## Tareas del ejercicio
• a. En el fragmento sobre el analista y la escritura, ¿qué respondió el analista cuando lo llamaron llorando al celular?
• b. Copie del fragmento sobre el analista y la escritura el pasaje entre "Si uno quiere ser escritor, escribe, aunque" y "de mi analista.", ambos incluidos.
• c. Siga escribiendo el fragmento sobre el analista y la escritura a partir de donde termina.

## Fragmento
....

Es decir, el deber ser del esposo no me funcionaba. Y el puro placer del amante no me sucedía. ¿Qué se hacía en estos casos?

Muchos años hablamos con mi analista de este tema. También es cierto que fue importante en mi vida en cosas más reales y concretas como la muerte de mi mamá o la separación después de estar nueve años en pareja, ambos sucesos con menos de seis meses de diferencia. Tampoco es que mi vida sea un devenir de preguntas y angustias literarias, no se crean. Me acuerdo que lo llamé al celular llorando y me dijo: yo estoy. Qué frase mágica para ese momento. Sí, es verdad que también fue una buena estrategia para dejarme tranquila y que no lo jodiera el fin de semana. Pero no le quita fuerza, al contrario, confirma el poder de las palabras.

Mi papá decía tres cosas: "si uno quiere ser pintor, pinta", "copiame en lo bueno, no en lo malo", "cuando me muera ya vas a decir: papá, tenía razón". El otro día hablaba con D. y me encontré diciéndole: porque si uno quiere ser pintor, pinta. El horror, el horror... Y encima me estaba copiando de lo malo. Cuando me quejo por algo y le digo a mi analista: ¡pero es difícil!, él me responde: ¿y qué quiere?, ¿que sea fácil?

Si uno quiere ser escritor, escribe, aunque no necesariamente eso es algo fácil, cómodo o dado.

Ah! perdón me desvié demasiado. Igual, si alguien está esperando una conclusión con respecto a la escritura como amante o como esposo, le tengo malas noticias. No tengo idea cómo funciona en mi caso. Algo que se me ocurre ahora es que es muy masculino esto de disociar las cosas: la madre o la puta. Yo prefiero la combinación en todos los órdenes de la vida: que mi marido sea un poco mi amante o que mi amante sea un poco mi marido. Sí, ya sé, eso es imposible. Lo siento, no es mi culpa. Si quieren una solución posible, les paso el teléfono de mi analista.

10/15/2011

La paciencia

Hoy hablé con una amiga por Skype y me contó de una situación familiar y me dijo que no sabía cómo manejarla. Era difícil darle un consejo. Solo podía decirle que tuviera paciencia, pero no sabía si era una buena recomendación. Entonces busqué la palabra en la RAE.

....

## Registros extraídos
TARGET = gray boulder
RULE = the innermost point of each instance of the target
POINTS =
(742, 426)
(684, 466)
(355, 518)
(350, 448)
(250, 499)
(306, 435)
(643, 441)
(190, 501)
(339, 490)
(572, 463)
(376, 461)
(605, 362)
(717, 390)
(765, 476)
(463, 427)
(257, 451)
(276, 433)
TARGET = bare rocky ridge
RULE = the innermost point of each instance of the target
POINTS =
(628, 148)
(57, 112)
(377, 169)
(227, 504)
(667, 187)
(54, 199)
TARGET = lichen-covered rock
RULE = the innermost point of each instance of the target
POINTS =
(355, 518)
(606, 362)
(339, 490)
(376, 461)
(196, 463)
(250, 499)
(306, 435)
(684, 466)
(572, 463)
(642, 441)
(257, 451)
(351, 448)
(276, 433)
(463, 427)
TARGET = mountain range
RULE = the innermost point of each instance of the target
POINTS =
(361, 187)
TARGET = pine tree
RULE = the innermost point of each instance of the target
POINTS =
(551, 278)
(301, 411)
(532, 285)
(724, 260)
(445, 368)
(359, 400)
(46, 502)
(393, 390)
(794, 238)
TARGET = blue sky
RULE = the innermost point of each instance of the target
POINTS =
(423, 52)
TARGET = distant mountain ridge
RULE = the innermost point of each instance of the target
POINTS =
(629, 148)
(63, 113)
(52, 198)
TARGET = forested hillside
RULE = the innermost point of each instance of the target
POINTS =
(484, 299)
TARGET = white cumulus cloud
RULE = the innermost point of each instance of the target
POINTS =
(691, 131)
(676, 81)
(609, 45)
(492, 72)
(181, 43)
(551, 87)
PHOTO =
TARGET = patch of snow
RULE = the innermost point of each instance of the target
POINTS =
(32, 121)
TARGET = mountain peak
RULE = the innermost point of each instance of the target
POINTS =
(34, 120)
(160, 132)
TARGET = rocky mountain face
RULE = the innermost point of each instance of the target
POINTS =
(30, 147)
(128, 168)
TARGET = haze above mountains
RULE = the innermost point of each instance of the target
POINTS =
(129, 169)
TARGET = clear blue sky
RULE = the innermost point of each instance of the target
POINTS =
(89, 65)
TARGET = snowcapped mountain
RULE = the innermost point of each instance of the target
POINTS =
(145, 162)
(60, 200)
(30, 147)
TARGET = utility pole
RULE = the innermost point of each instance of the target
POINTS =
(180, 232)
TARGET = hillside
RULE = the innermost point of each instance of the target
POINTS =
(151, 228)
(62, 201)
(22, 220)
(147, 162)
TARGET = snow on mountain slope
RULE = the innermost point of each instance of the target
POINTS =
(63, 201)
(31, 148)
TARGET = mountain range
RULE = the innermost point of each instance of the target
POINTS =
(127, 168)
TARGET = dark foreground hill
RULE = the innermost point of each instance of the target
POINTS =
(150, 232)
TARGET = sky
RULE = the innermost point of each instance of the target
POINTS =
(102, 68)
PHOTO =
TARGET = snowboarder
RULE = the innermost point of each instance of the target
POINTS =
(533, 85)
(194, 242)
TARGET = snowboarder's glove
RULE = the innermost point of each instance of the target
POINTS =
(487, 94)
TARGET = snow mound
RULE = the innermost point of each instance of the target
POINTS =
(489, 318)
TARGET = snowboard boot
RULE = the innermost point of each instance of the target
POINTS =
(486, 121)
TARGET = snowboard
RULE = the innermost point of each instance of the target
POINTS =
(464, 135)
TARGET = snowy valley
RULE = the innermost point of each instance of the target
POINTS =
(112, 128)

....

## Lista de respuestas
• a. Respondió: «Yo estoy».

• b.
Si uno quiere ser escritor, escribe, aunque no necesariamente eso es algo fácil, cómodo o dado.

Ah! perdón me desvié demasiado. Igual, si alguien está esperando una conclusión con respecto a la escritura como amante o como esposo, le tengo malas noticias. No tengo idea cómo funciona en mi caso. Algo que se me ocurre ahora es que es muy masculino esto de disociar las cosas: la madre o la puta. Yo prefiero la combinación en todos los órdenes de la vida: que mi marido sea un poco mi amante o que mi amante sea un poco mi marido. Sí, ya sé, eso es imposible. Lo siento, no es mi culpa. Si quieren una solución posible, les paso el teléfono de mi analista.

• c.
Las cuatro primeras definiciones son:
1. f. Capacidad de padecer o soportar algo sin alterarse.
2. f. Capacidad para hacer cosas pesadas o minuciosas.
3. f. Facultad de saber esperar cuando algo se desea mucho.
4. f. Lentitud para hacer algo.

Definiciones tan contradictorias me llevaron a preguntarme si la paciencia es una virtud o una enfermedad. Quiero decir, si me guío por la 3, supongo que es algo bueno para el temple humano. Pero, si me dejo llevar por la 1, es evidente que se trata de una patología.

Después seguí pensando. Tal vez, la paciencia era lo más sabio que le podía recomendar. Pero también lo más hipócrita, dado que es una facultad o un defecto del que no tengo el placer -o la desdicha- de gozar. Más bien tiendo a ser precipitada y a querer resoluciones (positivas o no) lo más inmediatas posibles. Por eso, como no sabía si esto era algo bueno o algo malo y quería dar un buen consejo, lo busqué en la RAE. Y solo sumé confusión. Luego fui al Diccionario panhispánico de dudas. Pero no estaba. Parece que ni ahí lo saben.

Agotada por la falta de respuestas, me acordé del disco de uno de mis grandes ídolos, Adrián Cayetano Paoletti, que se llama así, Paciencia. Y descubrí que se puede escuchar aquí. Es un disco que creo me habían regalado para ¿una navidad? Puede ser, no me acuerdo. Y me puse a escucharlo. Y acá estoy, escuchándolo, perdiendo la paciencia de preguntarme por la paciencia, pero disfrutando de la música.